Pull out every line in the rows below that contains the word "left", and copy each of those lines as it appears. Case counts, so match only that exact capitalization.

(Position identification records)
============

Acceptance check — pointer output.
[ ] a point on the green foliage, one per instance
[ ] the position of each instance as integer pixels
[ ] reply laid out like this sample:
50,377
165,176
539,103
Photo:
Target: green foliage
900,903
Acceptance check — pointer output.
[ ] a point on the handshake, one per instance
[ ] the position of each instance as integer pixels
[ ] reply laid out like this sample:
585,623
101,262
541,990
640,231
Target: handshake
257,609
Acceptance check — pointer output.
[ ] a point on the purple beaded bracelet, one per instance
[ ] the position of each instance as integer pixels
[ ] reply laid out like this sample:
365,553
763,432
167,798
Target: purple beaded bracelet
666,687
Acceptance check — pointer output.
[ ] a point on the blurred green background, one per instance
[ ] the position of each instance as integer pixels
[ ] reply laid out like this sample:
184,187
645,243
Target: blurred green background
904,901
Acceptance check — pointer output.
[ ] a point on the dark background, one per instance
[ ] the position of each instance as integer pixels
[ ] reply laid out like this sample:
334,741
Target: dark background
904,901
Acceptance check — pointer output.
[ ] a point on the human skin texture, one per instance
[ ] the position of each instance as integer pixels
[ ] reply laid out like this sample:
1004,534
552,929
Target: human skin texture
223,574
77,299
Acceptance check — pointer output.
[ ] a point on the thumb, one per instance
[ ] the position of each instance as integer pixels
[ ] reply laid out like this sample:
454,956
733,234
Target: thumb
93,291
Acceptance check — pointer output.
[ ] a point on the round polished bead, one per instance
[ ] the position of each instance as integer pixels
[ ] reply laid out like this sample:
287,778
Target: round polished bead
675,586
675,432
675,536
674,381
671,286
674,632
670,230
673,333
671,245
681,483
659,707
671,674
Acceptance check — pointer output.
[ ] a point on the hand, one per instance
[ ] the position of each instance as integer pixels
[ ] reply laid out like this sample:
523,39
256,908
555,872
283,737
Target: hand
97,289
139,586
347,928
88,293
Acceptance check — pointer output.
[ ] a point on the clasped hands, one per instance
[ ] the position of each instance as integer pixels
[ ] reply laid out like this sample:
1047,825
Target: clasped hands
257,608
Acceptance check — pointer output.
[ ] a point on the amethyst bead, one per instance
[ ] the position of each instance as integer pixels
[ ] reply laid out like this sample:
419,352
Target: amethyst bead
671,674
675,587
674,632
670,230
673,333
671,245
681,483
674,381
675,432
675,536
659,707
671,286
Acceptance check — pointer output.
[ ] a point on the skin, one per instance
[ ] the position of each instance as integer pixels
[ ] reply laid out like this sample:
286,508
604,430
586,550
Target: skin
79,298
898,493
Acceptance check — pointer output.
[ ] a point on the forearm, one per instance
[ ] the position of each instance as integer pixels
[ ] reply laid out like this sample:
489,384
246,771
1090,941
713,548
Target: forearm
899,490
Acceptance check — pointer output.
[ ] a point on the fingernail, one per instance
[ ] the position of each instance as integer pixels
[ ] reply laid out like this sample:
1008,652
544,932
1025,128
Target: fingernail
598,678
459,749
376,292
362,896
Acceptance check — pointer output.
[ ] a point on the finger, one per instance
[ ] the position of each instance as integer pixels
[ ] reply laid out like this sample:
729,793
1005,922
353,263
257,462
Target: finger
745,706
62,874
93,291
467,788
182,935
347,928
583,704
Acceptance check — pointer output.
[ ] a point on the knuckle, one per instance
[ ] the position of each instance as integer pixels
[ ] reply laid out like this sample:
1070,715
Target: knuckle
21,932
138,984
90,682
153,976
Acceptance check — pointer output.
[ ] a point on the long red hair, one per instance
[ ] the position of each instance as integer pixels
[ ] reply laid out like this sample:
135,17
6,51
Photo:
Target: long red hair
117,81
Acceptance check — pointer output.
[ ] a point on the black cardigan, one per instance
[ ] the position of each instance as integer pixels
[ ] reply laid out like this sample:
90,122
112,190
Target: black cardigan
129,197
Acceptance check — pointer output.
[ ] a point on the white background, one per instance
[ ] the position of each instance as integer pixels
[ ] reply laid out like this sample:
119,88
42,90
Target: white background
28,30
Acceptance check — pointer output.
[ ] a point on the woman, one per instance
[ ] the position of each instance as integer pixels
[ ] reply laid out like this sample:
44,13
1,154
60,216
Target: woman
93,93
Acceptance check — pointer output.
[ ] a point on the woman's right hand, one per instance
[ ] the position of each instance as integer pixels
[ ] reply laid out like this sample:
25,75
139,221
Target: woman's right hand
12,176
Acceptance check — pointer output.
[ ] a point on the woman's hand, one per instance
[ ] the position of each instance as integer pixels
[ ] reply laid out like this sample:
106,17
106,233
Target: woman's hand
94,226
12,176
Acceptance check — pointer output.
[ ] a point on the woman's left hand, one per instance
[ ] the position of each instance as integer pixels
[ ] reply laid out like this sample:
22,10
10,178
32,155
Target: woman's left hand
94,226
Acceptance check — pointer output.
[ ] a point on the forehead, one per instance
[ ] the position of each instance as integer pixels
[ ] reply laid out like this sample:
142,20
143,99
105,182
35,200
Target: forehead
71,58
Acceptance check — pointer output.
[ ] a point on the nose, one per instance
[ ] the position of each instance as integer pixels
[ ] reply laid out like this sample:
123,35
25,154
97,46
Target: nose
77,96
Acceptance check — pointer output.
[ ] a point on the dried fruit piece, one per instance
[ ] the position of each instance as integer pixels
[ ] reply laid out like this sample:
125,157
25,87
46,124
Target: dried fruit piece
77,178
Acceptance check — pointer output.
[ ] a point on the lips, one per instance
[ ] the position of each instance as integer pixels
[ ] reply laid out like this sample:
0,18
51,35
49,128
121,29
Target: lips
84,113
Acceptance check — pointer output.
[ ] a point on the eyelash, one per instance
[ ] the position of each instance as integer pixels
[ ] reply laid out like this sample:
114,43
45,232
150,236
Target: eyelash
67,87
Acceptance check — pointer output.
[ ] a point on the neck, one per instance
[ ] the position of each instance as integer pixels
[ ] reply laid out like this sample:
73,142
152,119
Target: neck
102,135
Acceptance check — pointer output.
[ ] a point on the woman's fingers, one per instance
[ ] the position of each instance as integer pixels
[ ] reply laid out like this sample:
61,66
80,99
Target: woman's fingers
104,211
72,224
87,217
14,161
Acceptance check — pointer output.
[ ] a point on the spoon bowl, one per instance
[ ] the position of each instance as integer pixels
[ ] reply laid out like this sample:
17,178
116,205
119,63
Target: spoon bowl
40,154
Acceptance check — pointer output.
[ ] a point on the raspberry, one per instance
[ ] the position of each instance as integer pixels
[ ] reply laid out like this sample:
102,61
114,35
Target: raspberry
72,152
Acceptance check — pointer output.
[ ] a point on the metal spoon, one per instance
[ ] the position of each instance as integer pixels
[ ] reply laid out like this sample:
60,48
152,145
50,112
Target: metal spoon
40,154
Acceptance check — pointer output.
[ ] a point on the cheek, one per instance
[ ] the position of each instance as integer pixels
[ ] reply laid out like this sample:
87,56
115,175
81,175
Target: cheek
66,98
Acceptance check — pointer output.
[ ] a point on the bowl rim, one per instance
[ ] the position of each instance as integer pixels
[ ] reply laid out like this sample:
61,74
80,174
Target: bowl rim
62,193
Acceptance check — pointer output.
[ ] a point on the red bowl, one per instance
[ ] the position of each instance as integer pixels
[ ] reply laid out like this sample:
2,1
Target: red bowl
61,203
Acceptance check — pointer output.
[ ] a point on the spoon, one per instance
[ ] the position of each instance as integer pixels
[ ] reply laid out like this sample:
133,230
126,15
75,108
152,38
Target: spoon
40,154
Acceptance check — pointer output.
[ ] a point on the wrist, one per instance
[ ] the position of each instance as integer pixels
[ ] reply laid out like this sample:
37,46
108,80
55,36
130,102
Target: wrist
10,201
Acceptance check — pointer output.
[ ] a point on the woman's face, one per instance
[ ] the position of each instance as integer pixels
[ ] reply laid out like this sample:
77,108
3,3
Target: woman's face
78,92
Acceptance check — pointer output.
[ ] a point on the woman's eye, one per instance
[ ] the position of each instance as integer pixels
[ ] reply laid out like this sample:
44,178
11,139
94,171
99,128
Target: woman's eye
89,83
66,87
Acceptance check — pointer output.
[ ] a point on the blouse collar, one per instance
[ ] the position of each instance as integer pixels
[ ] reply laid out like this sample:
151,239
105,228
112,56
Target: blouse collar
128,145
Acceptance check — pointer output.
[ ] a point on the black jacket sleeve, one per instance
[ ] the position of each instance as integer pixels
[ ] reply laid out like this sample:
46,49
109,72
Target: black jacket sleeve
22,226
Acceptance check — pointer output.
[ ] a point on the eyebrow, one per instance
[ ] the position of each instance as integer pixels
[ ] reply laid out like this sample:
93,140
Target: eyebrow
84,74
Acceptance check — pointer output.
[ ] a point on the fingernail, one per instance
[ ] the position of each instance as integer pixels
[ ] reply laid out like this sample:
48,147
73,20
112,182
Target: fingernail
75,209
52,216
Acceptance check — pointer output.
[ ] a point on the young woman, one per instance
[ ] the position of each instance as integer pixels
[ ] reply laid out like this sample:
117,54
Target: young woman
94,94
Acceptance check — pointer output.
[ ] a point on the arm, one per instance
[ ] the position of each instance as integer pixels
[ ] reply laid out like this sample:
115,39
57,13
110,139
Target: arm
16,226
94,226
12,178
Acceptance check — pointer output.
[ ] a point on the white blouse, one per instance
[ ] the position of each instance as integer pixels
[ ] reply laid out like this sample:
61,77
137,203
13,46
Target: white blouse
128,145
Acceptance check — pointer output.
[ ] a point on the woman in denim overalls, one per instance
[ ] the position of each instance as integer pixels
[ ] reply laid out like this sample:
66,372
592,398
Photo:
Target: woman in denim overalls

============

**SOLUTION FOR THIS EXERCISE:**
[ ] a point on the woman's left hand, one per instance
Target: woman's left hand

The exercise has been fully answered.